Data to use:
Begin

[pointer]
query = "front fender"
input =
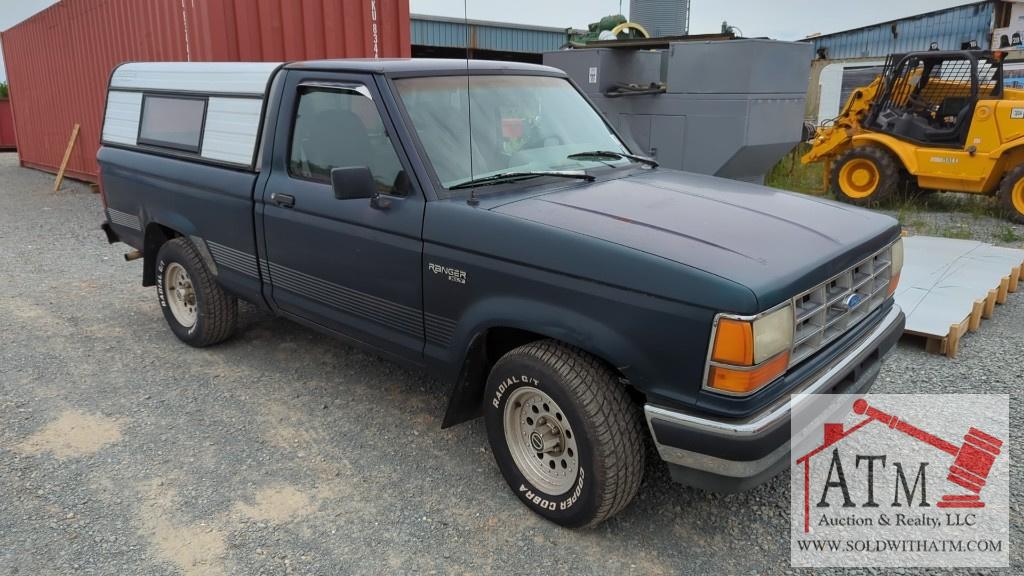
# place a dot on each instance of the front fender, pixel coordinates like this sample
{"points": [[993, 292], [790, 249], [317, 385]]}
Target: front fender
{"points": [[552, 321]]}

End

Reproduce the records above with every occurrence of "fender" replaced by "mudguard" and everything else unchanged. Omit the pictures from your answer.

[pointer]
query = "front mudguard"
input =
# place a dot on each instance of the front mudguard, pixel coordinates like this sample
{"points": [[993, 292], [790, 249], [317, 385]]}
Target: front mudguard
{"points": [[552, 321]]}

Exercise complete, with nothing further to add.